◆ Problem details: Pull out every line of the items below without changing anything, and leave the pictures out.

Saved data entries
-*-*-
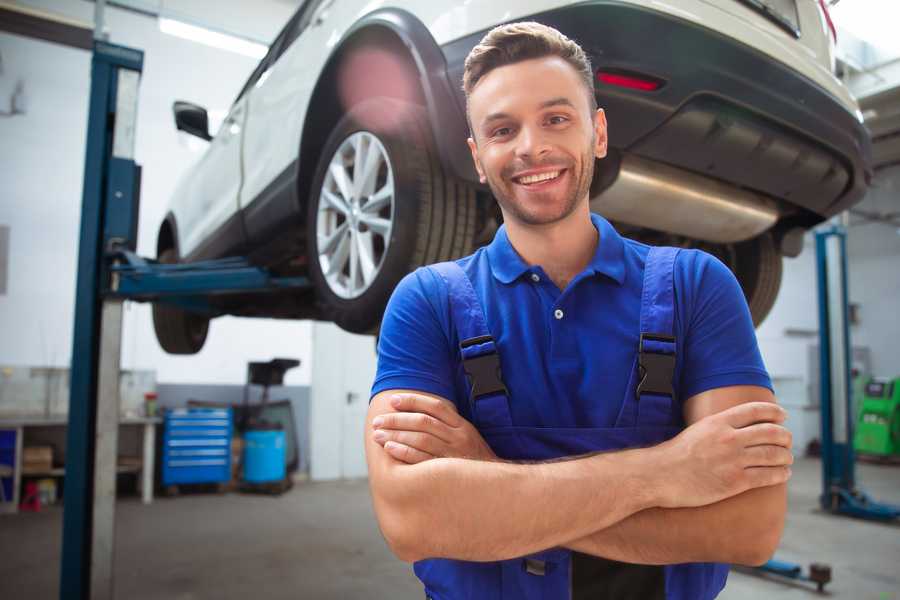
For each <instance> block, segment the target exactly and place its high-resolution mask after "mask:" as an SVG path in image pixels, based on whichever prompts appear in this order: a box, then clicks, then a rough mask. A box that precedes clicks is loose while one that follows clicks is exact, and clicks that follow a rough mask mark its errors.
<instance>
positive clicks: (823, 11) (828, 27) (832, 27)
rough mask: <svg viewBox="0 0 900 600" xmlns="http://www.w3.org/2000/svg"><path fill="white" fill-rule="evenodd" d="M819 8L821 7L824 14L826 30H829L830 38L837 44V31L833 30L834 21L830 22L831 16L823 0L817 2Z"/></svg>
mask: <svg viewBox="0 0 900 600" xmlns="http://www.w3.org/2000/svg"><path fill="white" fill-rule="evenodd" d="M819 6H821V7H822V12H823V13H824V14H825V21H826V22H827V23H828V29H830V30H831V37H832V38H834V43H835V44H837V30H836V29H835V28H834V21H832V20H831V14H830V13H829V12H828V5H827V4H825V0H819Z"/></svg>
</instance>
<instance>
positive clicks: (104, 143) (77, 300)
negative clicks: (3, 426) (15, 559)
mask: <svg viewBox="0 0 900 600" xmlns="http://www.w3.org/2000/svg"><path fill="white" fill-rule="evenodd" d="M143 62H144V54H143V52H141V51H140V50H134V49H132V48H125V47H122V46H115V45H112V44H108V43H106V42H102V41H95V42H94V52H93V57H92V60H91V96H90V108H89V113H88V130H87V150H86V155H85V167H84V188H83V196H82V207H81V233H80V238H79V252H78V279H77V282H76V294H75V329H74V335H73V346H72V365H71V384H70V398H69V425H68V430H67V435H66V475H65V494H64V504H63V506H64V508H63V542H62V560H61V571H60V591H59V594H60V598H63V599H66V598H78V599H87V598H112V568H113V565H112V559H113V552H112V546H113V541H114V535H113V533H114V524H115V515H114V510H115V484H116V450H117V445H118V419H119V401H118V400H119V395H118V382H119V347H120V346H119V345H120V342H121V325H122V302H121V300H115V299H114V300H109V301H107V302H104V301H103V299H102V297H101V282H102V281H103V280H104V276H105V275H106V269H105V265H104V261H103V253H104V250H105V246H106V244H107V243H108V242H109V241H110V240H111V239H112V238H118V239H122V240H127V239H129V238H130V239H131V240H132V241H133V240H134V239H135V238H136V235H135V233H136V231H135V227H136V224H137V218H136V217H137V206H138V202H137V191H138V182H139V179H140V177H139V168H138V167H137V165H136V164H135V163H134V131H135V121H136V117H137V90H138V82H139V80H140V74H141V71H142V69H143ZM110 213H112V215H110ZM98 392H99V393H98Z"/></svg>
-*-*-
◆ Your response:
For each <instance> block, segment the target exactly and place its high-resolution mask after "mask:" as an SVG path in image pixels, based on whichever prompts appear in this order: a box, then clicks, then a rough mask. A box that precedes clicks is loose while one that follows clicks is exact, and clicks that follow a rough mask mark its errors.
<instance>
positive clicks: (823, 11) (828, 27) (832, 27)
rough mask: <svg viewBox="0 0 900 600" xmlns="http://www.w3.org/2000/svg"><path fill="white" fill-rule="evenodd" d="M819 8L821 7L824 14L826 30H829L830 38L837 44V31L833 30L834 21L830 22L831 16L823 0L817 2Z"/></svg>
mask: <svg viewBox="0 0 900 600" xmlns="http://www.w3.org/2000/svg"><path fill="white" fill-rule="evenodd" d="M819 6H821V7H822V12H823V13H824V14H825V21H826V22H827V23H828V29H830V30H831V37H832V38H834V43H835V44H837V30H836V29H835V28H834V21H832V20H831V14H830V13H829V12H828V5H827V4H825V0H819Z"/></svg>
</instance>
<instance>
positive clicks: (104, 143) (77, 300)
negative clicks: (3, 426) (15, 559)
mask: <svg viewBox="0 0 900 600" xmlns="http://www.w3.org/2000/svg"><path fill="white" fill-rule="evenodd" d="M143 62H144V54H143V52H141V51H140V50H134V49H132V48H125V47H122V46H115V45H112V44H108V43H106V42H102V41H95V42H94V52H93V57H92V60H91V96H90V108H89V113H88V130H87V150H86V155H85V167H84V188H83V196H82V207H81V233H80V238H79V252H78V279H77V282H76V294H75V329H74V335H73V346H72V365H71V384H70V398H69V425H68V430H67V435H66V475H65V494H64V504H63V506H64V508H63V542H62V560H61V571H60V591H59V594H60V598H63V599H66V598H78V599H87V598H112V568H113V565H112V559H113V552H112V546H113V541H114V535H113V533H114V524H115V515H114V510H115V484H116V450H117V445H118V419H119V401H118V400H119V395H118V382H119V347H120V346H119V345H120V342H121V325H122V302H121V300H115V299H114V300H109V301H107V302H104V301H103V299H102V297H101V282H102V281H103V280H104V276H105V275H106V269H105V265H104V261H103V253H104V250H105V246H106V244H107V243H108V242H109V241H110V240H111V239H112V238H118V239H122V240H127V239H129V238H130V239H131V240H132V241H133V240H134V239H135V238H136V235H135V233H136V231H135V227H136V224H137V218H136V217H137V206H138V202H137V191H138V182H139V179H140V177H139V168H138V167H137V165H136V164H135V163H134V131H135V121H136V117H137V90H138V82H139V80H140V74H141V71H142V69H143ZM110 213H112V215H110ZM98 392H99V393H98Z"/></svg>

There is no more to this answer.